— PROBLEM —
Return the following lines exactly as they appear, with no changes.

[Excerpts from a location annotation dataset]

———

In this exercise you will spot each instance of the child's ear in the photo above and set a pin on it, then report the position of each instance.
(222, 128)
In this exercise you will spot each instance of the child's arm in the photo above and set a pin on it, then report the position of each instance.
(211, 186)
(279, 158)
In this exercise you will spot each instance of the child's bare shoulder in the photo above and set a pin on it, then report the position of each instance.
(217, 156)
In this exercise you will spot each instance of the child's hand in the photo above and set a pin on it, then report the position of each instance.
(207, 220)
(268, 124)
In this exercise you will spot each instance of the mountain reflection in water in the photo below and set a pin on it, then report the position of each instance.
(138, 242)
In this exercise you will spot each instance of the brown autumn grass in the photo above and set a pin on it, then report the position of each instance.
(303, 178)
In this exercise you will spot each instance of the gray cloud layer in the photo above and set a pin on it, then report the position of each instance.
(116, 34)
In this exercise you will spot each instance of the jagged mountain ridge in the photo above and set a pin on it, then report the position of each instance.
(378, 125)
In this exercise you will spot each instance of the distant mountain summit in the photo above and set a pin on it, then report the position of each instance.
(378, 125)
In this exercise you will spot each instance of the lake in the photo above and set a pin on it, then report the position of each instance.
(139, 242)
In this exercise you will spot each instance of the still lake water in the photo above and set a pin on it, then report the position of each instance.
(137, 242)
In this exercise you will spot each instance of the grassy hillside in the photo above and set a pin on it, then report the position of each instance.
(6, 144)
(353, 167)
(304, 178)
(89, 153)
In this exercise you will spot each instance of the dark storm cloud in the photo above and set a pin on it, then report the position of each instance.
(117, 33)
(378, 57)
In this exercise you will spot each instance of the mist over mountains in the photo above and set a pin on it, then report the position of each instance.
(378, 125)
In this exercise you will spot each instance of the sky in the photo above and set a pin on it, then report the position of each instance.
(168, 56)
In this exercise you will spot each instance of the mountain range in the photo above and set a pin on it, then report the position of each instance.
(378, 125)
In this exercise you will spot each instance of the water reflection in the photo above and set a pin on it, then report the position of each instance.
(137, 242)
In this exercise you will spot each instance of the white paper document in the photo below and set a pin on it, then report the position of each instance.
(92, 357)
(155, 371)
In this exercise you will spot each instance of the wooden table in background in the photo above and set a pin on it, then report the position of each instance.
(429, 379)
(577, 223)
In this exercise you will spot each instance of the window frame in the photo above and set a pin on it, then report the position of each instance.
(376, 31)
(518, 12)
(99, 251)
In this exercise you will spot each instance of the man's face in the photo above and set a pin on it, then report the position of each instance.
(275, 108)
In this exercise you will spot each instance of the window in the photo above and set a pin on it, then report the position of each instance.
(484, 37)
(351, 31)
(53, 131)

———

— RESULT OF THIS TASK —
In this exercise you will spot each instance of the child's ear in the photo above and set a pin on it, then report the position of each instance.
(222, 128)
In this exercise you will spot each instance of the child's arm in the photo above and set a pin on it, then report the position of each instance.
(211, 186)
(279, 158)
In this exercise you will spot each instance of the child's bare shoulder in the photo above and set a pin on it, then report the position of each instance.
(217, 156)
In this exercise you will spot each instance of the child's hand in the photo above and set a pin on it, then report the position of each instance.
(207, 220)
(268, 124)
In this exercise you will spot each instance of the mountain reflection in water in the photo below and set a pin on it, then report the position of each instance.
(138, 242)
In this exercise you will spot each instance of the brown autumn grass in the photo above and set a pin on it, then report the position of each instance.
(303, 178)
In this exercise you will spot each instance of the gray cloud layer in the photo above and set a pin on it, then report the position of each instance.
(116, 34)
In this exercise you will spot each instance of the jagged mountain ridge in the photo above and set a pin on it, then report the position of each instance.
(378, 125)
In this exercise you will spot each instance of the distant mountain summit in the photo above and set a pin on it, then report the position of each instance.
(378, 125)
In this exercise you will spot each instance of the lake in the photo above and set a pin on it, then report the position of each instance.
(139, 242)
In this exercise you will spot each instance of the still lake water in the photo above and set a pin on it, then report the position of each instance.
(137, 242)
In this exercise you will spot each instance of the grassy hillside in the photo above and set a pin on it, then report the position of each instance.
(6, 144)
(353, 167)
(304, 178)
(89, 153)
In this exercise you will spot each instance of the dark storm cloud in the photo above and set a pin on it, then report the position of each instance.
(117, 33)
(378, 57)
In this exercise you will spot each instance of the mist over mountains in the photo above and set a pin on it, then report the position of each instance.
(378, 125)
In this exercise you will spot each instance of the sky in the photo above and set a pin on it, then report the position of each instance.
(168, 56)
In this exercise you will spot each instance of the mountain range in the photo above and set a pin on it, then report the position of each instance.
(378, 125)
In this exercise you will spot each instance of the water reflection in the photo above and set a pin on it, then report the position of each instance.
(137, 242)
In this exercise you will spot each instance of the white paper document in the photo below and set a pin on it, then report the position of each instance.
(92, 357)
(155, 371)
In this exercise you will spot each instance of the wooden table in background in the photo above and set a pin on it, then report the position of each instance.
(429, 379)
(577, 223)
In this exercise you will spot each instance of the window frame in the photo above and set a pin on it, then report the position of each instance.
(376, 31)
(518, 12)
(99, 251)
In this exercise you will spot each instance of the man's face in the photo above and set a pin on it, then report the position of each instance.
(275, 108)
In this exercise you will spot each instance of the window in the photo above and set a pin on it, then report the position of each instance.
(484, 37)
(351, 31)
(53, 131)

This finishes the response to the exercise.